::: Selected passage

Prices for treatment of metastatic colorectal cancer were more than twice as high for US patients than for their Canadian counterparts, according to a study of costs of treatment in Western Washington (WW) and the province of British Columbia (BC) in Canada.
Hagen F. Kennecke, MD, MHA
Prices for treatment of metastatic colorectal cancer were more than twice as high for US patients than for their Canadian counterparts, according to a study of costs of treatment in Western Washington (WW) and the province of British Columbia (BC) in Canada. The presentation, which was reported at the 2018 ASCO Annual Meeting, also demonstrated that there was no significant difference in outcomes.1
Mean per-patient costs for all chemotherapy treatments were $12,345 per month in WW and $6195 per month in BC. Median overall survival (OS) times for those on systemic therapy were 21.4 months in WW (95% CI, 18.0-26.2) versus 22.1 months in BC (95% CI, 20.5-23.7). Mean OS for all patients was 17.4 months (95% CI, 13.2-20.5) versus 16.9 months (95% CI, 15.7-18.2), respectively.
The most common initial systemic treatment in BC was irinotecan, 5-fluorouracil, and folinic acid (FOLFIRI) chemotherapy plus bevacizumab (Avastin). In WW, the majority of patients received oxaliplatin, 5-fluorouracil, and folinic acid (FOLFOX) chemotherapy.
Investigators said the findings show that US oncologic care doesn’t have to be as costly as it is. “Both systems work,” Hagen F. Kennecke, MD, MHA, one of the study authors, said in a press release.2“Patients are getting treated and surviving much longer than they used to. The US system is more expensive and treats more patients. One system is more cost-effective than the other. We can learn from each other.” Kennecke is the medical director at Virginia Mason’s Cancer Institute in Seattle, Washington.

::::::
::: Dataset content

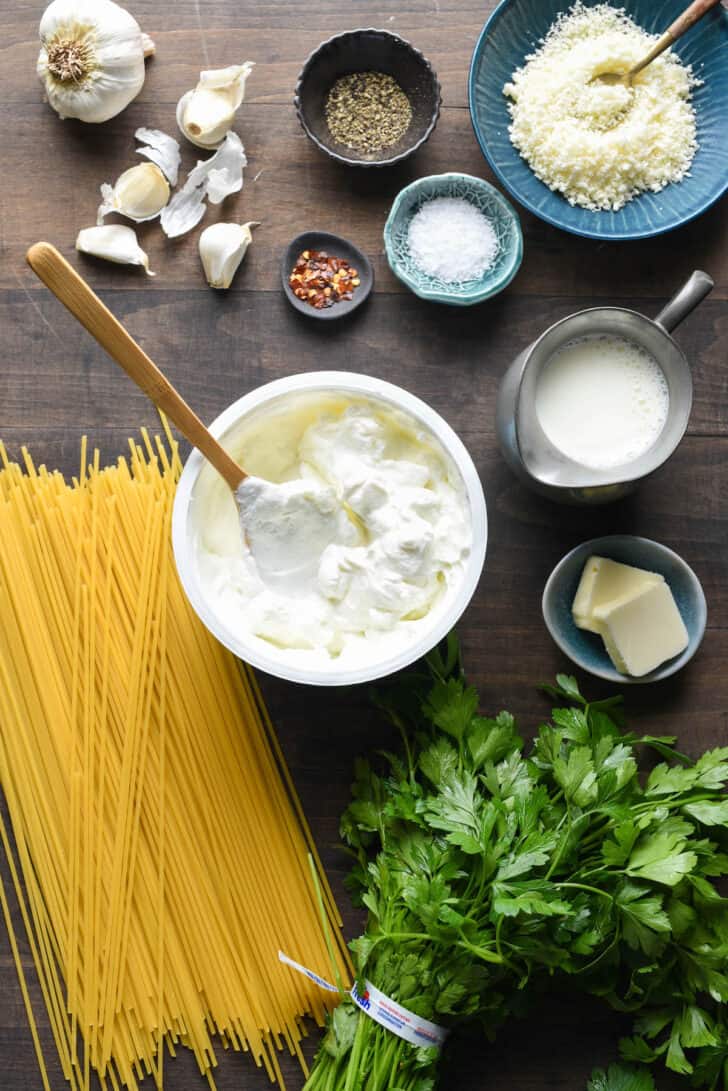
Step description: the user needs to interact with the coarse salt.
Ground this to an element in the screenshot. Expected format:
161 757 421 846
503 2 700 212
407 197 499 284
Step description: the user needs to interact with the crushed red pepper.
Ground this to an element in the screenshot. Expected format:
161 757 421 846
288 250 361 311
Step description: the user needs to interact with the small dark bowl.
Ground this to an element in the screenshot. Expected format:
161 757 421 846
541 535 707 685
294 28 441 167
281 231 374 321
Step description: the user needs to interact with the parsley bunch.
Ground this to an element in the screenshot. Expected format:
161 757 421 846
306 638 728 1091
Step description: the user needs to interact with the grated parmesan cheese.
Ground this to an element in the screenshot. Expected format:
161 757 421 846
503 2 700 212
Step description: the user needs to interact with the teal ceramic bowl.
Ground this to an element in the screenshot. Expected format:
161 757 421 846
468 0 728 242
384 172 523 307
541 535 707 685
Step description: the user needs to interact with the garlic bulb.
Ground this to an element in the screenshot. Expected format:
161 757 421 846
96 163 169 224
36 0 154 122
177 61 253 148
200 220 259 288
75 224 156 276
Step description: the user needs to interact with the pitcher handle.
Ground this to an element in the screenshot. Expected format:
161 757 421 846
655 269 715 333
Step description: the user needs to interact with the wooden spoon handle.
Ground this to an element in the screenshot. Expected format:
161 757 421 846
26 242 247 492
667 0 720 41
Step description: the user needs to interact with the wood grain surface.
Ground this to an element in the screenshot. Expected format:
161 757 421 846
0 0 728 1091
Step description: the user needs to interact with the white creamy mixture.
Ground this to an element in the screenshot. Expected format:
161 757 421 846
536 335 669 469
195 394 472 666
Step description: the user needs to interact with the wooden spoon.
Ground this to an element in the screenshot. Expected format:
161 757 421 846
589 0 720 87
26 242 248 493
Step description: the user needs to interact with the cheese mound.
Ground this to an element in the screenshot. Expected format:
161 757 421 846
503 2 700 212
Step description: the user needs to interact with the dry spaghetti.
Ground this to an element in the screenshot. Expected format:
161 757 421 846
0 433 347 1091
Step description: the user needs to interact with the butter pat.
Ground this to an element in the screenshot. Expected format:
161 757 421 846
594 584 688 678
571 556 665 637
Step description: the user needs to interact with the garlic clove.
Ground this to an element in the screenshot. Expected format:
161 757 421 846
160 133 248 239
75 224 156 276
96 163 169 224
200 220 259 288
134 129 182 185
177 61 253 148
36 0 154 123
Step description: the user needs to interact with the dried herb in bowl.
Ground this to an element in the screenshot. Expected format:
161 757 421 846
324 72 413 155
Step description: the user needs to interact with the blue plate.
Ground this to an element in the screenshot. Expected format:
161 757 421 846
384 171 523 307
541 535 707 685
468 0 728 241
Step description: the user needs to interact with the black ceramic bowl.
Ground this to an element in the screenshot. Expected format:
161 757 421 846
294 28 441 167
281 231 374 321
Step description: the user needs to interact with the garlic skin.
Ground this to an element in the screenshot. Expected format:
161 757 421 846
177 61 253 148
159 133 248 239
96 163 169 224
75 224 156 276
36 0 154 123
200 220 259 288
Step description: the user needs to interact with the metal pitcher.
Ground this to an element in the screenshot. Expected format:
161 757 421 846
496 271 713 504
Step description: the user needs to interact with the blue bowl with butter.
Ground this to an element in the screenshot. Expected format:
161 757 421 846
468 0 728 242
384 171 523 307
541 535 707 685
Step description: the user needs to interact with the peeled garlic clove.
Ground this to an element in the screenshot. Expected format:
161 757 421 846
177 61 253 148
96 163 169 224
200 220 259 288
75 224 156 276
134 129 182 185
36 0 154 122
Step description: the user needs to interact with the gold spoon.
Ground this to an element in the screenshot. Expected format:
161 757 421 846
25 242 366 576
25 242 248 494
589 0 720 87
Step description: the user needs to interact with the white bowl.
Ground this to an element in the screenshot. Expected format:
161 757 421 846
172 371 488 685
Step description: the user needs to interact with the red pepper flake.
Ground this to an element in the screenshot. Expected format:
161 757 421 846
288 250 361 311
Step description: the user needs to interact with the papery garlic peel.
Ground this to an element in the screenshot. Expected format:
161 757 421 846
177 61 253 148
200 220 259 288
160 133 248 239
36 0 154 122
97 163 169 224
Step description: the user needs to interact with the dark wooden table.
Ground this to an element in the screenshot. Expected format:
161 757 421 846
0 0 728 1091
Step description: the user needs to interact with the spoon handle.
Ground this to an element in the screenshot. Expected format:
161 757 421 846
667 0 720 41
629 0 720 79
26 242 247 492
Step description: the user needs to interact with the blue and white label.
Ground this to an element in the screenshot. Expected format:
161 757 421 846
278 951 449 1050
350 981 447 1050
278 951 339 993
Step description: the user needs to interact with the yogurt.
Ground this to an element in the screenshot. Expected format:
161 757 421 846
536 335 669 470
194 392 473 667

::::::

**Brief:** Continue the article on the cost of treating metastatic colorectal cancer in Western Washington and British Columbia, starting right after its last sentence.

**Answer box:**
Although patient demographics on both sides of the border were similarmostly white, with a large Asian minority and with similar education and income profiles—findings were limited by the breath of patients studied. Patients on average were younger in the US cohort (median, 66 years vs 60 years), and more patients were included on the Canadian side.
The structure of the Canadian system of healthcare coverage was key to the findings, investigators noted, as the United States has mostly private, employer-sponsored plans and the elderly and economically disadvantaged depend on public coverage. In Canada, residents have universal public coverage with private coverage for ancillary services.
The study included 1622 patients with metastatic colorectal cancer in BC and drew from medical records compiled from 2010 to 2012.
The US portion of the study included data on 575 patients in WW from 2010 and 2016, and researchers did not have complete access to Medicare data. Instead, they drew records from private payers Premera Blue Cross and Regence BlueShield, which included partial Medicare data only for those who also had Medicare supplemental policies.
Between both groups, there was modest difference in the sex of patients included in the study. Male patients numbered 278 (48%) in the WW cohort and 922 (57%) in the BC group.
Those receiving systemic therapy numbered 452 (79%) in WW and 1104 (68%) in BC. The mean duration of the first line of chemotherapy was 172 days in WW and 177 days in BC; and the mean per-month cost of the most common first-line therapy was $11,818 (FOLFOX) in the US group and $8992 (FOLFIRI with bevacizumab) in the Canadian group. The mean lifetime cost of therapy expressed in terms of monthly cost was $7883 in WW and $4830 in BC.
Overall, more patients in WW received initial systemic treatment (79% vs 68%), and researchers said this could possibly be attributed to the generally younger population studied in WW.
Survival was significantly shorter among those who were not treated with chemotherapy, but also similar between the 2 regions: 5.4 months in WW versus 6.1 months in BC.
The study was a collaboration between Fred Hutchinson Cancer Research Center and Canadian investigators. Although it is common knowledge that healthcare costs in the United States are higher, the study is possibly the first to evaluate costs and survival for a specific disease among demographically similar groups on either side of the border, investigators said.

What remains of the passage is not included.